# The problem
Scan the records beneath this line for the line holding "Where can you see the hardwood" and the line holding "Where can you see the dark", then transcribe exactly those two and all lines between.

# Material shown
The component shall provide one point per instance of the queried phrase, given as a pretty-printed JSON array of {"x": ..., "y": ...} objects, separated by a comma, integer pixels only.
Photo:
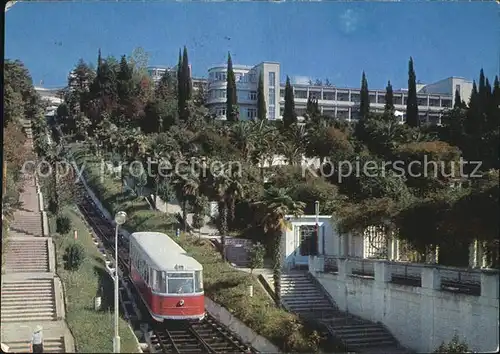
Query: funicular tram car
[{"x": 169, "y": 281}]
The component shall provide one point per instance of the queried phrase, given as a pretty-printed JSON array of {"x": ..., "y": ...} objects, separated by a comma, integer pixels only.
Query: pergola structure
[{"x": 9, "y": 5}]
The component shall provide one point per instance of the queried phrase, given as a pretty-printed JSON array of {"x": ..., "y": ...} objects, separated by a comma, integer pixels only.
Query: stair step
[
  {"x": 49, "y": 346},
  {"x": 18, "y": 310}
]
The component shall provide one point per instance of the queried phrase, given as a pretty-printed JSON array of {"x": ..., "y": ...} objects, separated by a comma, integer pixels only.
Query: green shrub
[
  {"x": 74, "y": 256},
  {"x": 453, "y": 346},
  {"x": 257, "y": 254},
  {"x": 63, "y": 225}
]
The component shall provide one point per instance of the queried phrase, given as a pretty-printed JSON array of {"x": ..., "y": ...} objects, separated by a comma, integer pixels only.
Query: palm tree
[
  {"x": 242, "y": 135},
  {"x": 233, "y": 192},
  {"x": 162, "y": 148},
  {"x": 292, "y": 147},
  {"x": 267, "y": 136},
  {"x": 187, "y": 185},
  {"x": 277, "y": 203},
  {"x": 221, "y": 186}
]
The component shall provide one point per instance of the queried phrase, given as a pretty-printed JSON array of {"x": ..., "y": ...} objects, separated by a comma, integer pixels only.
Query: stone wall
[{"x": 423, "y": 315}]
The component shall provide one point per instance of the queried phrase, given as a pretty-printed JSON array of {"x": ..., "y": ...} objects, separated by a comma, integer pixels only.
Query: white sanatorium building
[
  {"x": 337, "y": 102},
  {"x": 52, "y": 97}
]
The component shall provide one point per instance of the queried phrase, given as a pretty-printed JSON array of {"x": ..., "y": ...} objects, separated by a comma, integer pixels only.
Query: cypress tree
[
  {"x": 494, "y": 116},
  {"x": 289, "y": 115},
  {"x": 364, "y": 103},
  {"x": 99, "y": 60},
  {"x": 181, "y": 100},
  {"x": 261, "y": 98},
  {"x": 231, "y": 95},
  {"x": 496, "y": 92},
  {"x": 186, "y": 76},
  {"x": 124, "y": 80},
  {"x": 389, "y": 98},
  {"x": 458, "y": 100},
  {"x": 482, "y": 89},
  {"x": 316, "y": 109},
  {"x": 411, "y": 105},
  {"x": 309, "y": 105},
  {"x": 471, "y": 123}
]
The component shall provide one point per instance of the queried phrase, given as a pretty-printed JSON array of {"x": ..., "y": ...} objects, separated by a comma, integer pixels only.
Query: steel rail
[{"x": 232, "y": 342}]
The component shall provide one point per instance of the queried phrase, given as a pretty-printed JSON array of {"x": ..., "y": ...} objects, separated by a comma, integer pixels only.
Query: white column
[
  {"x": 382, "y": 271},
  {"x": 431, "y": 279},
  {"x": 489, "y": 284},
  {"x": 344, "y": 267}
]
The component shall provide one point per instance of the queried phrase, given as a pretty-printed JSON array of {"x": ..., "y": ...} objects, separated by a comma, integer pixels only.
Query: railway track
[{"x": 206, "y": 336}]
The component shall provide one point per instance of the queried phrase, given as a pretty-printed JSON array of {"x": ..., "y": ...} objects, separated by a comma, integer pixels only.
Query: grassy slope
[
  {"x": 93, "y": 331},
  {"x": 223, "y": 283}
]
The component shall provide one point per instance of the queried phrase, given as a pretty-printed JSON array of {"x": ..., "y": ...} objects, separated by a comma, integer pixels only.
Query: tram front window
[{"x": 180, "y": 283}]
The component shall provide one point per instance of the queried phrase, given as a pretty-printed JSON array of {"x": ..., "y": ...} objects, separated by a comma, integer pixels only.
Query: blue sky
[{"x": 337, "y": 40}]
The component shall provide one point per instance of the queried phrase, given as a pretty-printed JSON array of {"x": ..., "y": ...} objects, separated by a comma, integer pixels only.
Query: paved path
[{"x": 31, "y": 292}]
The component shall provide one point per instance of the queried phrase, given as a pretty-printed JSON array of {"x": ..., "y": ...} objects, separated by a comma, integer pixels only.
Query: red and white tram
[{"x": 170, "y": 282}]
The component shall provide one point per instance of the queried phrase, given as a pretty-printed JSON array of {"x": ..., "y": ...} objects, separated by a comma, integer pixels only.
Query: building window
[
  {"x": 307, "y": 237},
  {"x": 221, "y": 93},
  {"x": 220, "y": 76},
  {"x": 251, "y": 113},
  {"x": 446, "y": 103},
  {"x": 422, "y": 101},
  {"x": 272, "y": 96},
  {"x": 300, "y": 94},
  {"x": 315, "y": 94},
  {"x": 342, "y": 96},
  {"x": 272, "y": 78},
  {"x": 329, "y": 96},
  {"x": 434, "y": 102},
  {"x": 271, "y": 113}
]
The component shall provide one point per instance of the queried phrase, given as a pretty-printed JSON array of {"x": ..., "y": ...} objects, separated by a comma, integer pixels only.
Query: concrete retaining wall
[
  {"x": 225, "y": 317},
  {"x": 220, "y": 313}
]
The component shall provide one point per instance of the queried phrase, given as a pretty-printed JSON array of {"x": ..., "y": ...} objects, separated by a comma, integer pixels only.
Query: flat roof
[
  {"x": 163, "y": 252},
  {"x": 235, "y": 66}
]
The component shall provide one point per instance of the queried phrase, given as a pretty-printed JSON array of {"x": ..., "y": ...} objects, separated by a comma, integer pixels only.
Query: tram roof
[{"x": 163, "y": 252}]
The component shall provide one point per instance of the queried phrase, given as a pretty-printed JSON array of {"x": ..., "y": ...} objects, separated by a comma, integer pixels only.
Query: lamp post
[{"x": 120, "y": 219}]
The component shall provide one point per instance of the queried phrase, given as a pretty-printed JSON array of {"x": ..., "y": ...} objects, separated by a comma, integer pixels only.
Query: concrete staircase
[
  {"x": 26, "y": 223},
  {"x": 49, "y": 346},
  {"x": 26, "y": 256},
  {"x": 28, "y": 300},
  {"x": 301, "y": 295}
]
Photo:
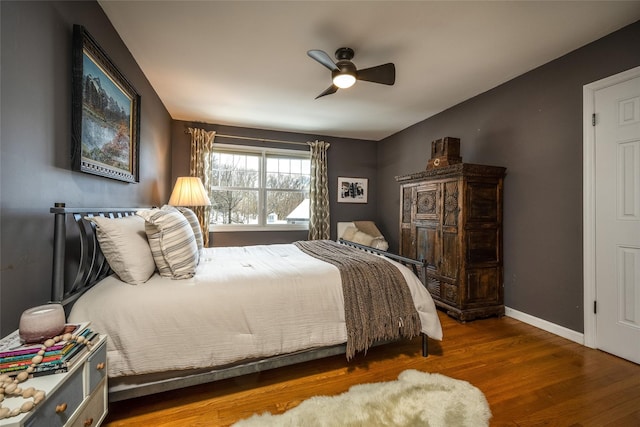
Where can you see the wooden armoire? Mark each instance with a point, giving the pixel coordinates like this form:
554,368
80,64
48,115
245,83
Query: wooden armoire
451,216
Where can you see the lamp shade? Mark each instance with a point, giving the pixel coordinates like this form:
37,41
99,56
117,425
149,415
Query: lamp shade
189,191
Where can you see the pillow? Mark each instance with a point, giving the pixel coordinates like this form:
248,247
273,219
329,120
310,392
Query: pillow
379,243
124,244
172,242
368,227
349,233
192,218
362,238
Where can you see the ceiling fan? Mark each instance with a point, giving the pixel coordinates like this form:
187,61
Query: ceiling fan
344,73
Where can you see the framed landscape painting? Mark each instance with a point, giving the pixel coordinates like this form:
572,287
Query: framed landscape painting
105,114
352,190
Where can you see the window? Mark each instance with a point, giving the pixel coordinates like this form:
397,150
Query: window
259,188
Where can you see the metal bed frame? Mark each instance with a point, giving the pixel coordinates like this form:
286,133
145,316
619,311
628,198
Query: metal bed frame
91,267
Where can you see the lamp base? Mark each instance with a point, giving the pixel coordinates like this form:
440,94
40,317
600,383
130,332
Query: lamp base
40,323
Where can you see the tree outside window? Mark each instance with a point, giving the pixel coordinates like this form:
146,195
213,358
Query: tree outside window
259,187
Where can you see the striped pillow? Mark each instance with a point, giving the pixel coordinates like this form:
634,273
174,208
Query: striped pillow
195,225
173,244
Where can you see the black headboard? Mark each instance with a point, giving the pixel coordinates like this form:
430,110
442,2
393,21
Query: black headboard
86,261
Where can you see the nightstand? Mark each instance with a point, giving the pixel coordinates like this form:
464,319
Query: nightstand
77,398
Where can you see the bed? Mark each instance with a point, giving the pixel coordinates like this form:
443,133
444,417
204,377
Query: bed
243,310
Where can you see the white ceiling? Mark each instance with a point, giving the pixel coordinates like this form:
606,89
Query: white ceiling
244,63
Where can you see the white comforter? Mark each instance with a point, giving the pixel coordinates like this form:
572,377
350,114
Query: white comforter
244,303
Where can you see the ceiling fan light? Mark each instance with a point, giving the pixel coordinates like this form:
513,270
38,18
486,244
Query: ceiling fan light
344,80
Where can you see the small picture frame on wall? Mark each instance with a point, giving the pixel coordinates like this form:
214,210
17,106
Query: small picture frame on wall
352,190
105,114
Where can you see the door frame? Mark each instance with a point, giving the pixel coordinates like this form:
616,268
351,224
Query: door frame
588,197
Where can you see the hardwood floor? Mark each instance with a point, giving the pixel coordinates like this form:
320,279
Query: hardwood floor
530,378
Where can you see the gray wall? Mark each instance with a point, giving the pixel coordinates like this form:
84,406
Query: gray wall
35,142
532,125
346,157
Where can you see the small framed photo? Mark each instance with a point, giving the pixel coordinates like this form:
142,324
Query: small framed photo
105,116
352,190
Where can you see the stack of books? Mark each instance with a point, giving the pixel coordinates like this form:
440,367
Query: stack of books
16,356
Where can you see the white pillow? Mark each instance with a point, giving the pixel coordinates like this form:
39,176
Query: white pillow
124,244
379,243
362,238
172,242
349,233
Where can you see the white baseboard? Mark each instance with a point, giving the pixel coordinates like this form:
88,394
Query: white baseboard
545,325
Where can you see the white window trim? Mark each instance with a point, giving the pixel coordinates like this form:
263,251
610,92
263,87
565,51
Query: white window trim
223,228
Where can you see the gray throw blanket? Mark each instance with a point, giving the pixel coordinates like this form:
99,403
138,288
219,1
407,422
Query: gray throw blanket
377,301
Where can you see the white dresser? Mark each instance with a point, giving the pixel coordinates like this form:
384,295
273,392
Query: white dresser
77,398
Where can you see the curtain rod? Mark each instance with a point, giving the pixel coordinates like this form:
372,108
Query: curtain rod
261,139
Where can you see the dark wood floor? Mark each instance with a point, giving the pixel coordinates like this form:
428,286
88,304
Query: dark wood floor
530,378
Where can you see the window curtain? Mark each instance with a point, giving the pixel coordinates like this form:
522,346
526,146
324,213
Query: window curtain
200,166
319,225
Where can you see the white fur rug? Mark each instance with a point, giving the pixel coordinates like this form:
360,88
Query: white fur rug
414,399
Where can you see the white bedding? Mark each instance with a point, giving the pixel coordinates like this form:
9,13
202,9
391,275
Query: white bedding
243,303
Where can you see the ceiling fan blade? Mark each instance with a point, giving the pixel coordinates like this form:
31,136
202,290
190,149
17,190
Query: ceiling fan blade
385,74
323,58
328,91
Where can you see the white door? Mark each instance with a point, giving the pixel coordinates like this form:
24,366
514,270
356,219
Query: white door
617,218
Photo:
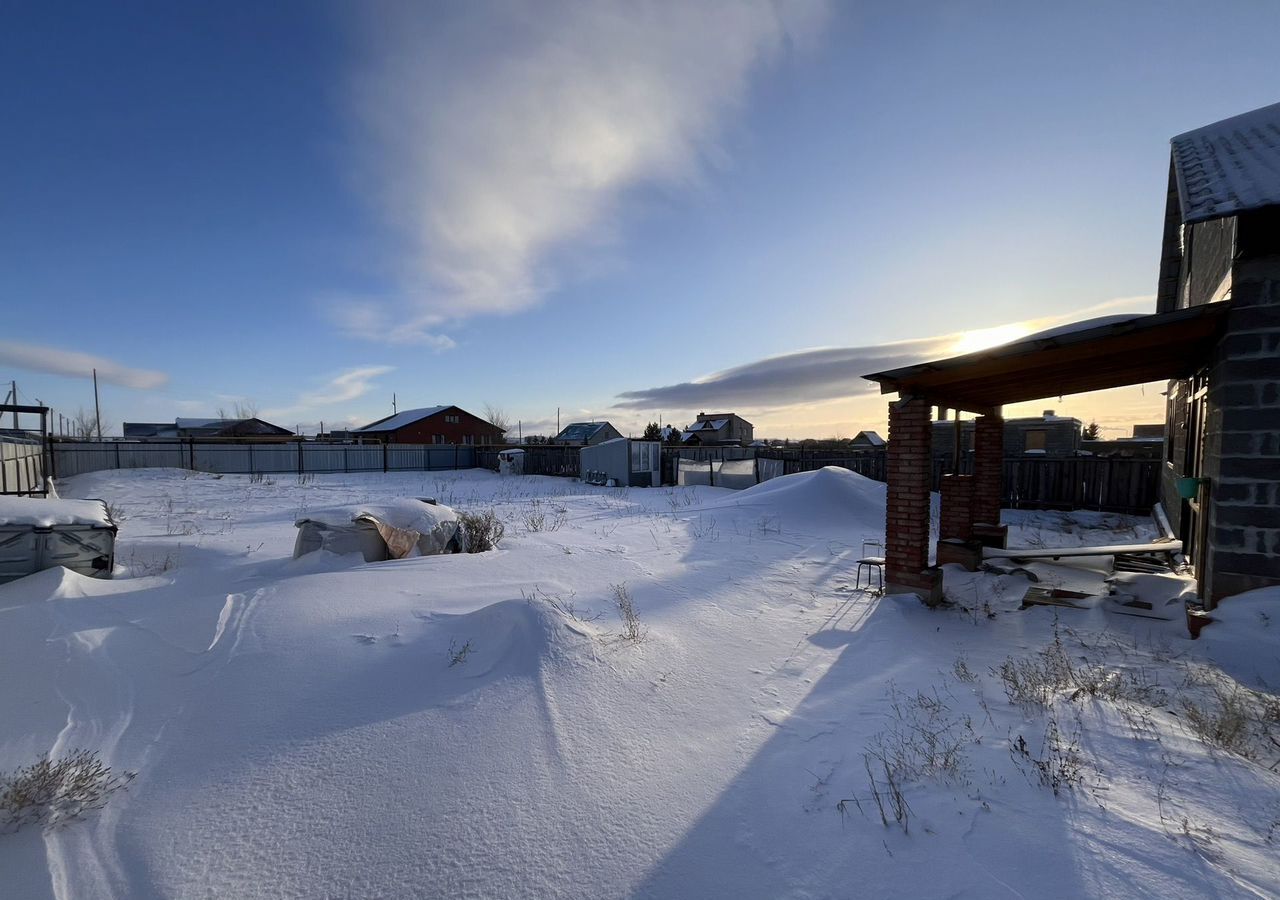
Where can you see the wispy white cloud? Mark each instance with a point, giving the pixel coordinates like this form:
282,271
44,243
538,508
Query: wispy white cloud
810,377
342,388
73,364
497,133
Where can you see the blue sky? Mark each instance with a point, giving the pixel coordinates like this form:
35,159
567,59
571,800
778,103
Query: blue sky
590,206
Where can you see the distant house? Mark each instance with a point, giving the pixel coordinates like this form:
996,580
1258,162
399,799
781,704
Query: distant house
432,425
586,434
718,428
206,429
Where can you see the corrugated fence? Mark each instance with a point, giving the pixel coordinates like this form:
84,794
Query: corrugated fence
257,458
22,465
1074,483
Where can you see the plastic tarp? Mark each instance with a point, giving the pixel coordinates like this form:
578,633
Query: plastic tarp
737,474
392,530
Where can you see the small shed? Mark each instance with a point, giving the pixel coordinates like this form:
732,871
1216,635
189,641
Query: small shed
37,534
625,462
511,462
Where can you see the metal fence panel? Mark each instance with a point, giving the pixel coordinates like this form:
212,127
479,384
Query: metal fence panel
22,466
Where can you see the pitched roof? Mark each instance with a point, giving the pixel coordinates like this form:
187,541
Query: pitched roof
400,420
1136,351
1229,167
580,430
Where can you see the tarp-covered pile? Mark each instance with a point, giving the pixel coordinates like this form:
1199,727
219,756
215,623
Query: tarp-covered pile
388,530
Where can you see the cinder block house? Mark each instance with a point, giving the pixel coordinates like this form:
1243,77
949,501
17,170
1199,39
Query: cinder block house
1037,435
1215,337
1221,245
432,425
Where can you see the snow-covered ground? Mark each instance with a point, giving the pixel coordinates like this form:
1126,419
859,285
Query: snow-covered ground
478,726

# Response area
Where can you see the hardwood floor? Mark each instance with a point, giving the pixel coordinates like this form:
320,279
Query: hardwood floor
530,378
Where can you see the gray wall? Mark each instance with a point, giving the pixel coordinates like this form:
84,406
Query: gray wall
35,142
532,125
346,157
Where can you see the small framed photo? Mark each instance with a point, giving the pixel coordinates like this form:
142,324
Query: small framed photo
105,116
352,190
Where can you see the stack of books? Mark each instance with a point, giving the pixel coordinates like this form:
440,367
Query: stack of books
16,356
Where can you see the white pillow? Mark each instance with a point, giving the pixel coordinates like this form:
39,176
Query: white pillow
124,244
379,243
362,238
172,242
349,233
Where can you see the white baseboard? Mark each instance with a point, giving the pixel coordinates like this form:
88,394
Query: white baseboard
545,325
Where can you see the white window trim? Mark each instance with a point, giving the pixel coordinates like this form:
263,251
610,92
263,87
565,51
Query: white window trim
223,228
Where can you see the gray throw blanket? Mark each instance with a point, giving the pixel coordinates like this form:
99,403
138,288
219,1
407,422
Query: gray throw blanket
377,301
Where can you see the white dresser? Mark each instance with a point, giving the pixel coordinates like this form:
384,295
273,392
Query: white dresser
77,398
Where can you see the curtain rod? Mark each instance with a point, giving the pixel coordinates like this form:
372,108
Query: curtain rod
261,139
Where can you see the dark wood floor? Mark each instance with a point, giving the pixel coordinates like this form:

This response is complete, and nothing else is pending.